Continue the article about Eli Lilly's tirzepatide and the threat to AbbVie, picking up right after its final sentence.
═════ PASSAGE
Prediction: Eli Lilly's Latest Move Will Threaten AbbVie Stock


It’ll be a while before there’s any impact, but it could be a big deal.

Eli Lilly‘s (LLY 0.42%) insatiable hunger to squeeze even more money out of its best-selling therapies is starting to look downright impressive. With its research and clinical groups firing on all cylinders, and management shoveling more funding into the fuel tank, the pace of its growth is more likely to accelerate than it is to slow down.

And if the pharma’s latest gambit pays off, it will probably start to put pressure on AbbVie (ABBV -0.77%), despite the latter company’s focus on developing treatments for what’s largely a different grouping of health conditions. Let’s elaborate on this prediction and examine the reasons it’s credible.

One pharma may be coming for the other’s lunch

Lilly’s drug Zepbound, which treats obesity, is based on the molecule called tirzepatide. Sales of Zepbound were more than $1.2 billion in the second quarter of 2024 alone, so it’s a highly lucrative product. On top of that, the same molecule is also the active component of its medicine Mounjaro, which treats type 2 diabetes — a drug that brought in more than $3 billion in sales in the same period.

Tirzepatide has already proven itself to be a highly versatile therapy. Clinical trials have recently shown it to be helpful in treating obstructive sleep apnea in people with obesity, as well as in treating heart failure in the same patient population. Soon enough, the company will likely get the nod from regulators to market the medicine for those indications, in addition to the ones it’s already approved to treat.

But Eli Lilly’s research and development (R&D) work with tirzepatide is far from over. It still needs to be tested for a smattering of conditions where it could plausibly be useful. And, considering the potential of combining it with other drugs, the size of its addressable market is likely to increase for years to come.

The next area of inquiry will be one that’s at the core of AbbVie’s wheelhouse: Immunology. Lilly plans to do a clinical trial this fall examining whether tirzepatide could be helpful for treating psoriasis when combined with another of its medicines, Taltz. Taltz is currently approved to treat psoriasis, psoriatic arthritis, and ankylosing spondylitis. The thinking is that the combination therapy may be even more effective at reducing symptoms than Taltz alone.

Interestingly, some evidence derived from clinical case reports suggests that Novo Nordisk‘s molecule semaglutide, found in its drugs Ozempic and Wegovy, may also be effective for treating psoriasis, as an adjunct to first-line therapies in patients with obesity and type 2 diabetes. As tirzepatide shares one of semaglutide’s mechanisms of action, targeting the GLP-1 receptor, it may thus be effective at controlling psoriasis as an adjunct treatment in that context as well.

Lilly is also reportedly looking at whether to try combinations of tirzepatide with medications for inflammatory bowel disease (IBD) in the near future.
══════════
═════ SOURCE MATERIAL
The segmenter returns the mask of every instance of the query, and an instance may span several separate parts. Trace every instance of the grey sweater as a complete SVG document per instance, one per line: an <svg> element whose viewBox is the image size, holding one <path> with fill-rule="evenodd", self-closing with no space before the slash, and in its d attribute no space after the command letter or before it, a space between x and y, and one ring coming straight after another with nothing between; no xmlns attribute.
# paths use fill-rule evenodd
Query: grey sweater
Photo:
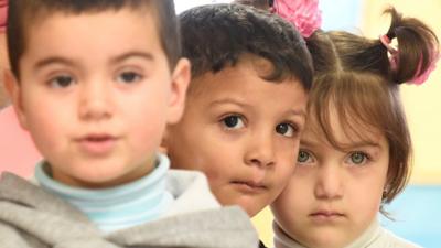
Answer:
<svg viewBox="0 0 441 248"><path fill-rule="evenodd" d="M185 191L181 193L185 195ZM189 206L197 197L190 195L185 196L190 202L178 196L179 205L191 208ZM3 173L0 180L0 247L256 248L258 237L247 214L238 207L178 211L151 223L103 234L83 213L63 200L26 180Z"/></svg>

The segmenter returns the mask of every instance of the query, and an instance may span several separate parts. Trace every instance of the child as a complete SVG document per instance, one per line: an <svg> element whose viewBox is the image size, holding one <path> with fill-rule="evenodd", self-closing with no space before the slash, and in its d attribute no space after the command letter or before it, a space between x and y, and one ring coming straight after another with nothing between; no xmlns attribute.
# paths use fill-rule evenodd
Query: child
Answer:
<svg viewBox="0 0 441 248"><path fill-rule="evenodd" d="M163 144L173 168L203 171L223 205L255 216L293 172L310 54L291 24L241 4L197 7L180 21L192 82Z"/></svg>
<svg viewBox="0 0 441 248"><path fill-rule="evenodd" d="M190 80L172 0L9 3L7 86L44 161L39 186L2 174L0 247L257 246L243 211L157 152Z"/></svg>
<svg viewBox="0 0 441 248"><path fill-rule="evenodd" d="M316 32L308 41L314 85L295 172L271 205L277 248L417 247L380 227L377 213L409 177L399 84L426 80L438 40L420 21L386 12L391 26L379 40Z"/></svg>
══════════
═════ SOURCE MATERIAL
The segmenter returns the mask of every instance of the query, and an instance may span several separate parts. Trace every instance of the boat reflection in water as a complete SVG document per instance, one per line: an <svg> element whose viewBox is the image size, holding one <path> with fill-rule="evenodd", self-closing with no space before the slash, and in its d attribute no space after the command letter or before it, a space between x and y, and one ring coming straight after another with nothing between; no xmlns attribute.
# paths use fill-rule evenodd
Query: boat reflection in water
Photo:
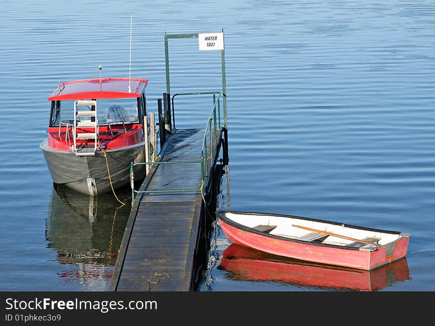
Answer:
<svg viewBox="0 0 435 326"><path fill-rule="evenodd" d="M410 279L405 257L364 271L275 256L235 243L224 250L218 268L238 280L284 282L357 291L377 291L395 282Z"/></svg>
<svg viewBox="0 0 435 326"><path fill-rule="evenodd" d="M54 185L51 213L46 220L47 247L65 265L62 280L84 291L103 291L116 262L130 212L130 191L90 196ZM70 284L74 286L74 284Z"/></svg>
══════════
# [RESULT OF THIS TASK]
For AbbVie, the threat posed by Eli Lilly is substantial, but not imminent. Its now-fading rock-star moneymaker, Humira, is indicated for a swath of immunological conditions; these include rheumatoid arthritis, psoriasis, psoriatic arthritis, ankylosing spondylitis, and Crohn’s disease. But Humira’s manufacturing exclusivity protections have now ended, so its market share is quickly being eroded by generics.

The two drugs AbbVie developed to replace Humira’s contribution to its top line, Skyrizi and Rinvoq, together cover largely the same set of indications as Humira. And there are plans to expand their coverage into additional applications within immunology.

If combinations of other medicines with tirzepatide perform as desired, they may soon be a headwind to AbbVie’s growth from its two replacements for Humira.

Don’t rush to sell or buy based on this information

AbbVie isn’t doomed. Tirzepatide probably won’t be ready to start stealing AbbVie’s market share for a few more years, if it ever happens.

Still, the crossover of a cardiometabolic drug into the immunology segment, and perhaps beyond, has tremendous potential. And, excitingly for Lilly’s investors, the anti-inflammatory capabilities of tirzepatide and closely related medicines are still in the process of being understood. The takeaway is that even if AbbVie’s medicines won’t face additional (and perhaps more effective) competition from tirzepatide, another company’s products doubtlessly will.

Interpret this new move as being bullish for Eli Lilly’s stock.

But remember that until it has an approval from regulators in hand, running clinical trials to test its drug is an expense, not revenue. Some of Lilly’s attempts at expanding tirzepatide’s indications are bound to fail, just as some are bound to succeed. With the large markets potentially in play, try to keep track of which attempts are likely to be the most meaningful financially.